#### Instrucción escrita A:
Según el fragmento sobre familia, empresa y pensiones que aparece más abajo, ¿por qué una pirámide demográfica con la base reducida compromete el cobro futuro de las pensiones en España? Responde en una a tres oraciones.

#### Fragmento del documento:
=======

La inmediatez económica del mercado genera cambios sobre la visión de la sociedad que nos sustenta. En una sociedad cada vez más competitiva, los proyectos familiares se van convirtiendo en competidores por el tiempo disponible que se precisa para mantener el tono en el mercado. Esto conlleva a una visión contrapuesta entre familia y empresa.
Las decisiones del proyecto personal, en suma, acaban condicionadas por las del proyecto profesional. Esto implica irremediablemente que un proyecto personal tiene un coste que debe ser racionalmente estimado.
De igual manera que un planifica al adquisición de una vivienda, en el mejor de los casos, las parejas planifican su proyecto de vida internalizando estas condiciones del mercado. Cuándo formar una familia, cuándo tener hijos y cuántos, qué tipo de vida familiar desean tener, pasan a ser cuestiones en las que la empresa está presente de forma inadvertida y obligada. En la mítica y alegórica escena cinematográfica de Woody Allen en la que en el lecho conyugal se encuentran también los padres de cada uno, habría que añadirle un hueco más para la empresa.
El problema es que desde la dimensión social la pirámide demográfica muestran una compleja situación en países como España donde el futuro se ve comprometido, poniéndose en mayor relevancia la sostenibilidad del sistema de pensiones en tanto que es un sistema de reparto y no de capitalización.
Es decir, que los pensionistas reciben su prestación de los que en ese momento están trabajando y no de lo que durante su periodo laboral han estado capitalizando. Por lo tanto, una pirámide demográfica que muestra una reducción en su base, en tanto que la tasa de natalidad va en descenso, nos vaticina un futuro en el que la percepción de las pensiones se va a ser seriamente comprometida a pesar de haber devengado los derechos necesarios.
Para nuestro desarrollo económico, se ha puesto mucho énfasis en implementar políticas para la reactivación de la actividad económica y del crecimiento, en la mayoría de veces no necesariamente sostenido, pero inmediato que facilite, al menos, el rédito necesario para los horizontes cortoplacistas de una forma de hacer política más tendente a los titulares y eslóganes que a una reflexión profunda de lo que nos es común.

=======

#### Datos proporcionados:
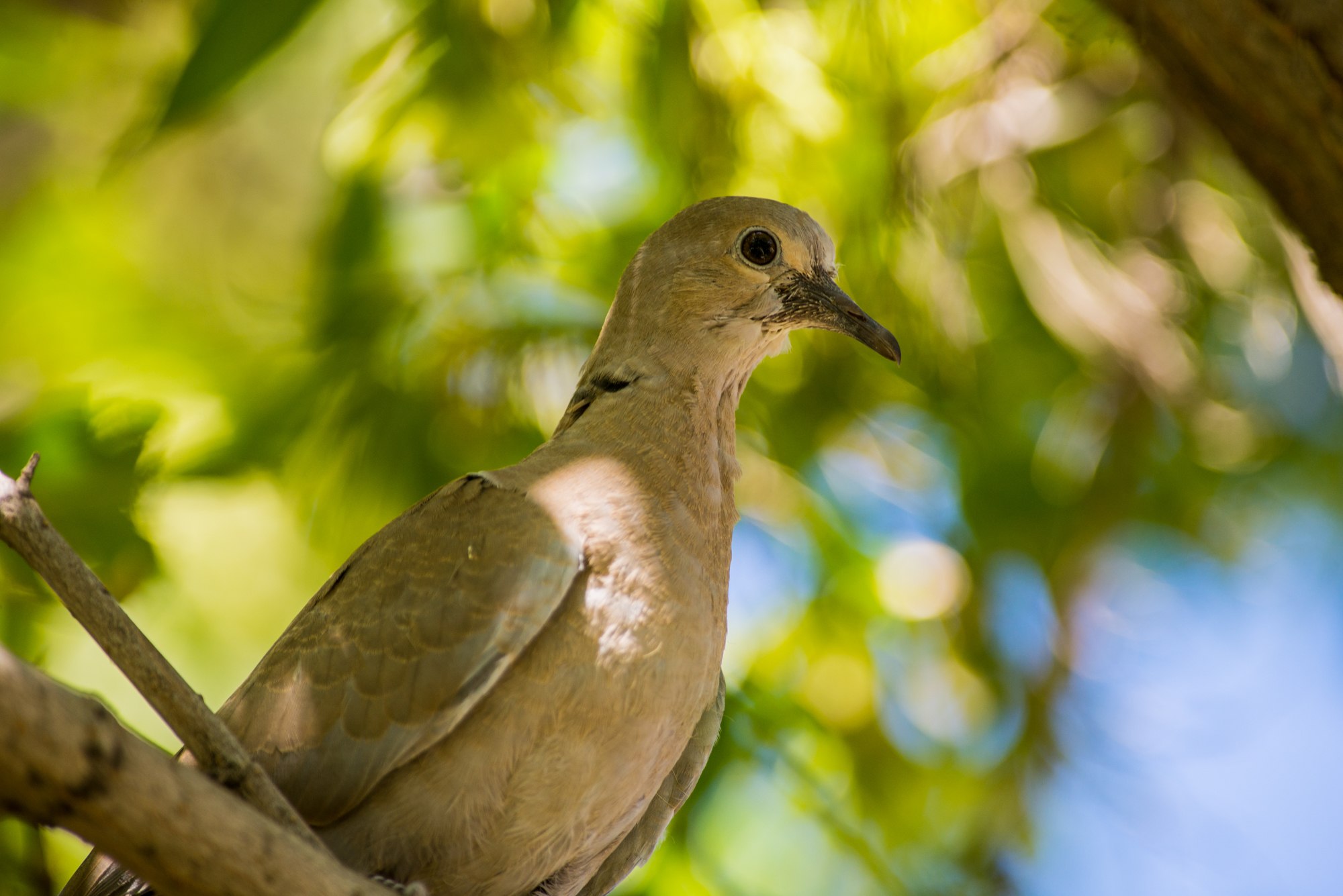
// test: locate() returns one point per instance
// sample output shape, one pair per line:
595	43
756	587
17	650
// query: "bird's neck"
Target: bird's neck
678	430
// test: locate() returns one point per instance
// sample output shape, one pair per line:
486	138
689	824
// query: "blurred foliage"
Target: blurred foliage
272	271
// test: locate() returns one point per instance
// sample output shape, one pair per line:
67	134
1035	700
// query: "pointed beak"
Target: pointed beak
819	303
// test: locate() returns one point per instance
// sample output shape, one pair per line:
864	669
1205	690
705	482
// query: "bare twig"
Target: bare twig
218	753
65	761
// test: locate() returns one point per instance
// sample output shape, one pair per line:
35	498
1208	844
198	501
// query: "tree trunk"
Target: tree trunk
1268	74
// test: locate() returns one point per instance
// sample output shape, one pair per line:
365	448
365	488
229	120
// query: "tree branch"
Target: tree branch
28	532
66	761
1270	75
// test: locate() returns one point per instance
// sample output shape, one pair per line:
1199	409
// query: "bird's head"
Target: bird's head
725	282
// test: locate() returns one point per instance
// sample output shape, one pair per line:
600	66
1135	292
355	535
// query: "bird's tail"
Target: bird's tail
100	875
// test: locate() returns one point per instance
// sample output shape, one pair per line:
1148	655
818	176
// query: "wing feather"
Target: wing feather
401	643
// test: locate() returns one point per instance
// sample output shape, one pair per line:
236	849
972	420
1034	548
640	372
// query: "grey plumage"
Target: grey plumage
514	686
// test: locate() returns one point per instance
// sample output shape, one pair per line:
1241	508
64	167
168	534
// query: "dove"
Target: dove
512	687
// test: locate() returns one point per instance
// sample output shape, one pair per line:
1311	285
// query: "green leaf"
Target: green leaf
234	38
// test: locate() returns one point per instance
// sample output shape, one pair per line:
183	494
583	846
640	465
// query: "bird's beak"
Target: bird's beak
817	302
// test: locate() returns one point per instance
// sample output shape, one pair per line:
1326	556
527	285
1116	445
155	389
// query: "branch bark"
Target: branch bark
1268	74
66	761
26	530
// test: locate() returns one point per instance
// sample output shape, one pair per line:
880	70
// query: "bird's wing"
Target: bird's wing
639	844
401	643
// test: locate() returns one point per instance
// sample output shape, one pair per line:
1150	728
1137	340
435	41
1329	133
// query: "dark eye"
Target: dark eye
759	247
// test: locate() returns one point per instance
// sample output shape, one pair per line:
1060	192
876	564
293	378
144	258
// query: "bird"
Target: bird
511	689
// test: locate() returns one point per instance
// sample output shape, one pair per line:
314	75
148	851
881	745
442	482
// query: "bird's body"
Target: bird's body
511	687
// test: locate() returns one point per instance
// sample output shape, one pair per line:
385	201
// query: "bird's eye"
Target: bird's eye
759	247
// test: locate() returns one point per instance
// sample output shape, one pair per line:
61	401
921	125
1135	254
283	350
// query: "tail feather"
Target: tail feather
103	877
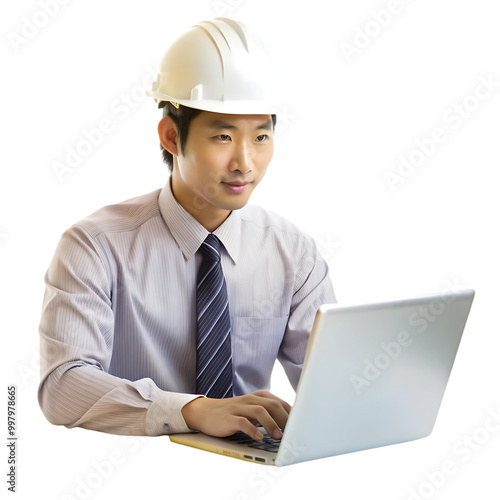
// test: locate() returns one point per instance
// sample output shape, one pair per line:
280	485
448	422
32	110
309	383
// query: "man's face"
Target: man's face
224	159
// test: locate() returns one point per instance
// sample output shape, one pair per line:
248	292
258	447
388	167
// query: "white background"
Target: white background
344	122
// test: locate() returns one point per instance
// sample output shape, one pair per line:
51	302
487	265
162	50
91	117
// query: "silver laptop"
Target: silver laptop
374	374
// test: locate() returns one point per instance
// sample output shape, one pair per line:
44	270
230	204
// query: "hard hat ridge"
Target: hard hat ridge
219	66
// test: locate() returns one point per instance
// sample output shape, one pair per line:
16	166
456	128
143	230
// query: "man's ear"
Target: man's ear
169	136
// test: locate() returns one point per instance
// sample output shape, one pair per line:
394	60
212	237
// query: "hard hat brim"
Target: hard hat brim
223	107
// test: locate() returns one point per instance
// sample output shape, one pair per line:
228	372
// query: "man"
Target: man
166	313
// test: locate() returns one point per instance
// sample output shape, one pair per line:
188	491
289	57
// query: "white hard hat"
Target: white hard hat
217	66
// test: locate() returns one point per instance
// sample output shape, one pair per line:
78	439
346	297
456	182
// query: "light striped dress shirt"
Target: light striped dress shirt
118	327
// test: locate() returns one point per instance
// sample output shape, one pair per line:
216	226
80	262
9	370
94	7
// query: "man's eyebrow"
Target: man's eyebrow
221	124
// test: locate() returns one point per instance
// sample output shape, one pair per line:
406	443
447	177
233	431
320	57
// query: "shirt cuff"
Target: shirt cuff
164	414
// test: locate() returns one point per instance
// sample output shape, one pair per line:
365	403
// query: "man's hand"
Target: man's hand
223	417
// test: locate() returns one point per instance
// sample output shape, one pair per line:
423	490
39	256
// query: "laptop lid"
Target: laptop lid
374	374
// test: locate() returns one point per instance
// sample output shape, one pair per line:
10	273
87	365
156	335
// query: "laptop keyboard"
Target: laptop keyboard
268	443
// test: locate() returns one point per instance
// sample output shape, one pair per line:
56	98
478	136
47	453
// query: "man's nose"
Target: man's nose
242	158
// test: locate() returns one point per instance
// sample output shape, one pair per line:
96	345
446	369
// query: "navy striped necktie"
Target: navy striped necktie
214	371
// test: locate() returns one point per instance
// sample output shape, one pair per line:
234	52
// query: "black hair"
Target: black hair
182	117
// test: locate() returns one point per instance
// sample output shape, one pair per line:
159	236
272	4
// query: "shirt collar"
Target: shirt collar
190	234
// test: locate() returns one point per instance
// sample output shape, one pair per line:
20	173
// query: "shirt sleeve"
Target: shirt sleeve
312	288
76	341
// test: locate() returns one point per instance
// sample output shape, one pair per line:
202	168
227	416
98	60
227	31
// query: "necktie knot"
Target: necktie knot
210	248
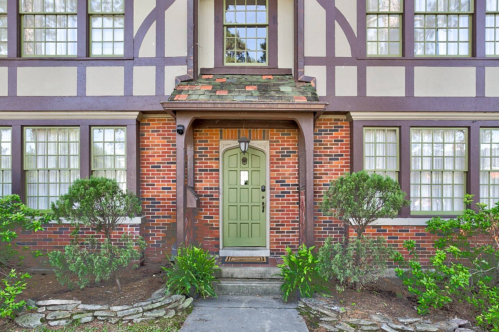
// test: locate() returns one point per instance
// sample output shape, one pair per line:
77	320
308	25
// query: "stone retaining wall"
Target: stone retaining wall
64	312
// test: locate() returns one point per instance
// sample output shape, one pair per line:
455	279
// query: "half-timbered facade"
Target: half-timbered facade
157	94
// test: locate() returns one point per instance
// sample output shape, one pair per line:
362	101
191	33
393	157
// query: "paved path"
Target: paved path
244	314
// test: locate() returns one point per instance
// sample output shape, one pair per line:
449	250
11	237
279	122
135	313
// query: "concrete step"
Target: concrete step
248	272
249	287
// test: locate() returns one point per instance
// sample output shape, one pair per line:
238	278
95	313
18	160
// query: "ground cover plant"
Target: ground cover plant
15	217
300	273
464	269
359	199
192	273
100	204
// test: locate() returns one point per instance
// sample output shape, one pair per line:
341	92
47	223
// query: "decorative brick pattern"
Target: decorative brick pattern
158	188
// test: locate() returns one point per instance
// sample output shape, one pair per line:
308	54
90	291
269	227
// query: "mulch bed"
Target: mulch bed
387	296
137	285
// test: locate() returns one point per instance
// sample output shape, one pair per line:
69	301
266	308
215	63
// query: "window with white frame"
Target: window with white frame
109	154
381	151
443	27
49	28
5	161
492	28
3	28
489	166
107	27
51	163
384	27
438	170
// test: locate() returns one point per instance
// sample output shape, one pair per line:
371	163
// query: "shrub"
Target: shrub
337	262
100	204
300	272
95	261
192	273
359	199
15	217
12	286
464	268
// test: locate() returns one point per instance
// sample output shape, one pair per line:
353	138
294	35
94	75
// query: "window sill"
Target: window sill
234	70
65	58
128	221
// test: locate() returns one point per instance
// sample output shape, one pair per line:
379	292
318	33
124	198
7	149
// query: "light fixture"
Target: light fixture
244	144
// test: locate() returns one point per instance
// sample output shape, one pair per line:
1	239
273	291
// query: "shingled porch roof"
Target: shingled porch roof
245	88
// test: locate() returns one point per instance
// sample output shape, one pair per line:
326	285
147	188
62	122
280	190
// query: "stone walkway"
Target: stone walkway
244	313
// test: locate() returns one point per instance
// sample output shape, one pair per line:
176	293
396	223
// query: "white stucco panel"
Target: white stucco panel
349	9
141	8
47	81
144	81
320	73
385	81
445	82
491	82
148	46
176	29
286	56
4	81
315	29
341	45
345	81
106	81
170	73
206	34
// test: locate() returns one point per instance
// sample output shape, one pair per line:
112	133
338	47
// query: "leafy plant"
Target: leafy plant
192	273
359	199
12	286
100	204
337	262
95	261
300	272
15	217
464	269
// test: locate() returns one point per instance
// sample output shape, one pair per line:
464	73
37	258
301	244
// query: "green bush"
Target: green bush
95	261
98	203
192	273
300	272
337	261
464	269
15	217
12	286
361	198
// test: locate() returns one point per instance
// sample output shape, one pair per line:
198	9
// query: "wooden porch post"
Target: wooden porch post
306	169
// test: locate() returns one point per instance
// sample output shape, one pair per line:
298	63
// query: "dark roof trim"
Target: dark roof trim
171	106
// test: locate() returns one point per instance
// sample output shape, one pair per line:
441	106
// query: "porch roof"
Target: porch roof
245	89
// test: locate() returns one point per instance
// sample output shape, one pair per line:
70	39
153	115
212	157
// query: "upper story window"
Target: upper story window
107	27
3	28
492	28
384	27
381	151
443	27
48	28
246	32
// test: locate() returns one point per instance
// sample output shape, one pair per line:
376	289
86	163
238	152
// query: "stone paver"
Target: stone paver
244	314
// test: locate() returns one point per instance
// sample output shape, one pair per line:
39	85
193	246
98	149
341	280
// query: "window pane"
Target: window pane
51	163
109	153
438	165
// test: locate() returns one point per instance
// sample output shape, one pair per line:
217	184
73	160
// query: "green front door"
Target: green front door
244	202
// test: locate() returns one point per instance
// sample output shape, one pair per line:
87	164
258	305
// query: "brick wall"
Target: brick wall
158	188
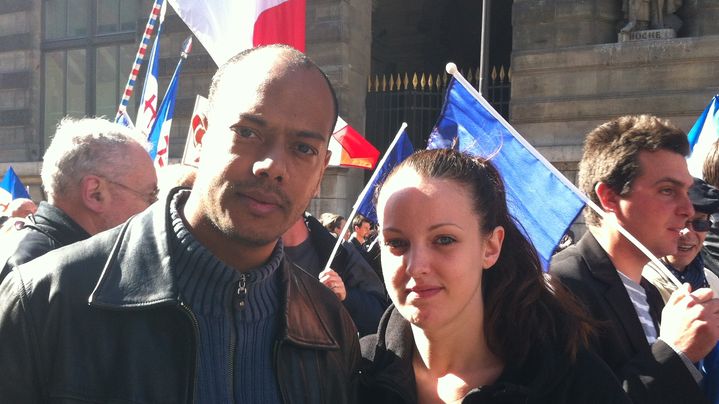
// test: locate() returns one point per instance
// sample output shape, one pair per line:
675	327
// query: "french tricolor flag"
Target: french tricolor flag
350	149
227	27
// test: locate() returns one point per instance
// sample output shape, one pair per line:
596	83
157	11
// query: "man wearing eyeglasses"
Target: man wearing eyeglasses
634	168
687	264
194	299
96	174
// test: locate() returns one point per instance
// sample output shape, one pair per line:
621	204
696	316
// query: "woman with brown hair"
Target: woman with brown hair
473	318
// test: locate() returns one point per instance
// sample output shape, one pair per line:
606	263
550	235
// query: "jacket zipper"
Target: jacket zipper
196	330
239	300
275	357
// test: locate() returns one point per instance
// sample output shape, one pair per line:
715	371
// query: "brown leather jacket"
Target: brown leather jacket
102	321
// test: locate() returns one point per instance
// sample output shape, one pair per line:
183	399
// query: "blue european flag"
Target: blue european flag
702	137
400	149
541	200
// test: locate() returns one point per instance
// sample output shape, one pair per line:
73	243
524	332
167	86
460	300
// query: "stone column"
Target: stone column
699	17
554	24
339	41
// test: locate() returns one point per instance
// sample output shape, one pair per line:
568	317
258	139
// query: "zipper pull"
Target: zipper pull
241	294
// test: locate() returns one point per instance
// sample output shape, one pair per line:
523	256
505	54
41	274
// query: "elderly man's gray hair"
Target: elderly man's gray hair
86	146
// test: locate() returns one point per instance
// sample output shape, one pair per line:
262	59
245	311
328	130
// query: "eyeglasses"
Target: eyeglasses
699	225
150	197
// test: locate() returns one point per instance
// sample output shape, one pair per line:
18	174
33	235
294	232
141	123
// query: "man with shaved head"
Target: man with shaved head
193	300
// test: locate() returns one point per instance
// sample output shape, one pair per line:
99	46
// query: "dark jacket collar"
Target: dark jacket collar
388	363
138	274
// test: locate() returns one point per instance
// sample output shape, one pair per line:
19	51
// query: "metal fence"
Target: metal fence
417	99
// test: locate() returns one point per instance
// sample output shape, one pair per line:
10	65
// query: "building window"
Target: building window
88	50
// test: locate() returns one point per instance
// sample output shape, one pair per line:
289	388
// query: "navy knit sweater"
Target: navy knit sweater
237	318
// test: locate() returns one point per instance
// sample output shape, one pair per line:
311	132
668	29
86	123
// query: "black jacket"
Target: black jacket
366	297
547	376
102	321
49	228
649	374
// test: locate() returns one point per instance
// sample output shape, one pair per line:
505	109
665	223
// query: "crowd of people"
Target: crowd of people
213	284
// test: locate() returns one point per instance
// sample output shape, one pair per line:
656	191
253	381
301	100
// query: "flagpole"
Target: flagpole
483	59
149	28
452	69
362	194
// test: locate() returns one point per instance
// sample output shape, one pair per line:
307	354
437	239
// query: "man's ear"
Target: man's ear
93	193
328	156
608	199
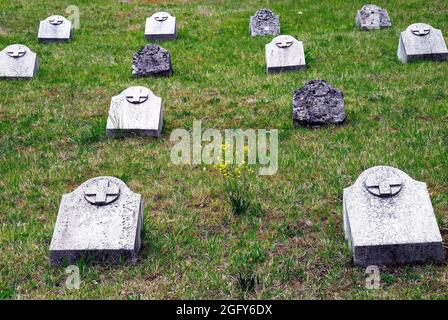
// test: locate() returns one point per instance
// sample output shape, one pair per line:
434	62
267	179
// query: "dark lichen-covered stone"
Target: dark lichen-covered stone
264	23
318	103
372	17
152	60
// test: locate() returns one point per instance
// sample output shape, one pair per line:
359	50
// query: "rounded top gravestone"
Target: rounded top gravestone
372	17
389	219
264	23
285	53
161	26
152	60
18	61
101	191
55	28
16	50
318	103
420	41
135	111
101	220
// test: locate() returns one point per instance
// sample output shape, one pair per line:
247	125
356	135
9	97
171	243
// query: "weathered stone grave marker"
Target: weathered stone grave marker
420	41
18	61
264	23
318	103
55	29
285	53
160	26
152	60
372	17
135	111
389	219
101	220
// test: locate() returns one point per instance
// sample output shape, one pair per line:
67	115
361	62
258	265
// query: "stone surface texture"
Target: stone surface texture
100	221
160	26
420	41
55	29
372	17
18	61
389	220
285	53
318	103
152	60
135	111
264	23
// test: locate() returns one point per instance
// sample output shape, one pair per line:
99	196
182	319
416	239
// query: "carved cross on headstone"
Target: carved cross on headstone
383	186
321	90
101	192
55	20
161	18
420	30
137	95
283	43
16	52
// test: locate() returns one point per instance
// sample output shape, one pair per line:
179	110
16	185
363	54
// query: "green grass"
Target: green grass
52	138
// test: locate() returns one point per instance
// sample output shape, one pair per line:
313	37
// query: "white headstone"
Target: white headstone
100	220
420	41
160	26
18	61
372	17
55	29
135	111
285	53
389	219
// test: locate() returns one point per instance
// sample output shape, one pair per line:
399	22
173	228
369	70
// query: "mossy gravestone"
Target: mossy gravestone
18	61
389	219
285	53
160	26
420	41
372	17
264	23
152	61
317	103
135	111
55	29
100	221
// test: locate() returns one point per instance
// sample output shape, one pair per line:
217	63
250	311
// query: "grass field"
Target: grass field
52	139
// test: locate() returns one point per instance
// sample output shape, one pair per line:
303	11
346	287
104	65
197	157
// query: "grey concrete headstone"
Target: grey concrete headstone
372	17
318	103
389	219
285	53
18	61
135	111
100	221
152	60
55	29
264	23
420	41
161	26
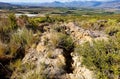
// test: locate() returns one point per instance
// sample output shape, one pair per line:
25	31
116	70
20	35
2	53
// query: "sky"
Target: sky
46	0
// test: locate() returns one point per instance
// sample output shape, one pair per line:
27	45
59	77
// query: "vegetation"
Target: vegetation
103	57
18	34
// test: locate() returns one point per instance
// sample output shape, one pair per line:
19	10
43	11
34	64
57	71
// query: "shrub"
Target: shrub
23	38
63	41
102	57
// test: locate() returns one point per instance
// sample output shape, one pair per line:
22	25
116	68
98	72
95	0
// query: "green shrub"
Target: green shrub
63	41
102	57
22	38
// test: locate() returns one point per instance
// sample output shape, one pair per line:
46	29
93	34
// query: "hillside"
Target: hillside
78	4
60	47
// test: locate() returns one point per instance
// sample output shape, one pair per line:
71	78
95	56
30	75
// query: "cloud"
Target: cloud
47	0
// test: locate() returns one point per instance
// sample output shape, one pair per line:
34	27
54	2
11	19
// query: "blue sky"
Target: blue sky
46	0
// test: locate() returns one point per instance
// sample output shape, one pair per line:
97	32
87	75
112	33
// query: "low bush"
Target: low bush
101	57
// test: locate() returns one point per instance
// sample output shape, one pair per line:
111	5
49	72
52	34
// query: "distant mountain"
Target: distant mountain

=======

#### Instrucción escrita B:
Selecciona y copia cada fila de los datos anteriores que contenga la cadena "laptop".

#### Solución desarrollada A:
El sistema de pensiones es de reparto y no de capitalización: los pensionistas reciben su prestación de quienes están trabajando en ese momento, no de lo que capitalizaron durante su periodo laboral. Por eso, una pirámide cuya base se reduce por el descenso de la tasa de natalidad anticipa un futuro en que la percepción de las pensiones quedará seriamente comprometida, aunque se hayan devengado los derechos necesarios.

#### Solución desarrollada B:
// query: "silver laptop"
Target: silver laptop
// query: "laptop lid"
Target: laptop lid
// query: "laptop keyboard"
Target: laptop keyboard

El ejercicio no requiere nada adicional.